◆ DATA
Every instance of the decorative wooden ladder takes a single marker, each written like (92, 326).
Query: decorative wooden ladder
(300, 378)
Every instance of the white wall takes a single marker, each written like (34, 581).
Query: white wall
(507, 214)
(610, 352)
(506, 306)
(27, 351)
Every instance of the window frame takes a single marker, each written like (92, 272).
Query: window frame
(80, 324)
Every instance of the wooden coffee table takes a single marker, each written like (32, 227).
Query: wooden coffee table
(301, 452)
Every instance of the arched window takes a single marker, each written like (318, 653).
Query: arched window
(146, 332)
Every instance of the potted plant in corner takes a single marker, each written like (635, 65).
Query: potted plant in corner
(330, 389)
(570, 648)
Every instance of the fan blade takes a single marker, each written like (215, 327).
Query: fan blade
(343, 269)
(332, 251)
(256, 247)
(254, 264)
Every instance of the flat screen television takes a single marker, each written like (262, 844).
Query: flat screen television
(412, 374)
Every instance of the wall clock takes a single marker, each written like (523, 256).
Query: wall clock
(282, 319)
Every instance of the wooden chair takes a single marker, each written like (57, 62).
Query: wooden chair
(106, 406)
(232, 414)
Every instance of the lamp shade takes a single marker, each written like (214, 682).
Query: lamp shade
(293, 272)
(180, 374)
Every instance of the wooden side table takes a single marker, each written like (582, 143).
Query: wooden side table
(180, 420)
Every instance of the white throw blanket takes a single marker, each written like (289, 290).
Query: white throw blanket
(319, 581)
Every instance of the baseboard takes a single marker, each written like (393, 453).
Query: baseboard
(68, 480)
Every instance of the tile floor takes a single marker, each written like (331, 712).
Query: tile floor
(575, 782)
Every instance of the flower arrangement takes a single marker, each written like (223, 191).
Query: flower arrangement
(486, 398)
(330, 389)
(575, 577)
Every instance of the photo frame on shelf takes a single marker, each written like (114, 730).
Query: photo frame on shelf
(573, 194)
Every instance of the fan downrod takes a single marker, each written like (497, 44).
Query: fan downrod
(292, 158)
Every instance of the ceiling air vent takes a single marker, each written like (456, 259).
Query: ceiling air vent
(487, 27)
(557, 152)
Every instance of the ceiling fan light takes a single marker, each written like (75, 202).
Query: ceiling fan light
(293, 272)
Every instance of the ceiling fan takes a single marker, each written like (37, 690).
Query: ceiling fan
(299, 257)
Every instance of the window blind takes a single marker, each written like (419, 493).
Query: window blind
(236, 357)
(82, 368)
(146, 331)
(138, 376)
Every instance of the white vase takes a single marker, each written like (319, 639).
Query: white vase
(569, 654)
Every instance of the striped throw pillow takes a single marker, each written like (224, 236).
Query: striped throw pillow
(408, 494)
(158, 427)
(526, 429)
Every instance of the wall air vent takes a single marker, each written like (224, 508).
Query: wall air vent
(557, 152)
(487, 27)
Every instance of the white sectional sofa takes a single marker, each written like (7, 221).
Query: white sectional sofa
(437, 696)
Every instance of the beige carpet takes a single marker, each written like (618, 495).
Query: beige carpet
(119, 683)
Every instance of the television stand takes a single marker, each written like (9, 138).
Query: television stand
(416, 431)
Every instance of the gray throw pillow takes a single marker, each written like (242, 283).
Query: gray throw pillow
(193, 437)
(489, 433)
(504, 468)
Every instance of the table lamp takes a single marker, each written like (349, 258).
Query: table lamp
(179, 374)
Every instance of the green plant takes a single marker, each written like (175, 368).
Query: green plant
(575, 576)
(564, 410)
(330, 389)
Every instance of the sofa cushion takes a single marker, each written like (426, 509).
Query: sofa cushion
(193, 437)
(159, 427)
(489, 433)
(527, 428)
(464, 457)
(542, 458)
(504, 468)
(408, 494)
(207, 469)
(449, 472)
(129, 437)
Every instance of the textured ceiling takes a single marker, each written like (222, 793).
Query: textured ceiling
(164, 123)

==

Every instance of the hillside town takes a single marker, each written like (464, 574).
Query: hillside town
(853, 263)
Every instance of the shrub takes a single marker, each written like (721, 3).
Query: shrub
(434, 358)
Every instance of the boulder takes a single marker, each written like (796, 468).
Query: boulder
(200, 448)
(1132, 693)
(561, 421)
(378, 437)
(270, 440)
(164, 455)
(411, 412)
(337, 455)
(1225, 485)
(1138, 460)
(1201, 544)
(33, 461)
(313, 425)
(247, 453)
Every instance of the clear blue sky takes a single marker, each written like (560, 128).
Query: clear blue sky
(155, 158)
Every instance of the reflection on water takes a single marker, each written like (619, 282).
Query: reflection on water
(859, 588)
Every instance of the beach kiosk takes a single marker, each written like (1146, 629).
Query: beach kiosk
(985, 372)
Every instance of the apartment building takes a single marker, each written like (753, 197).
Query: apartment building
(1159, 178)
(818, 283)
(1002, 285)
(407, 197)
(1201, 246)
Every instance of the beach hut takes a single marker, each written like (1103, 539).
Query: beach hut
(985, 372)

◆ THE REQUEST
Pull out every line above that contains the word "boulder".

◆ ANSWER FOR THE TASK
Every instance of the boulder takes a single marker, each written like (796, 468).
Query: boulder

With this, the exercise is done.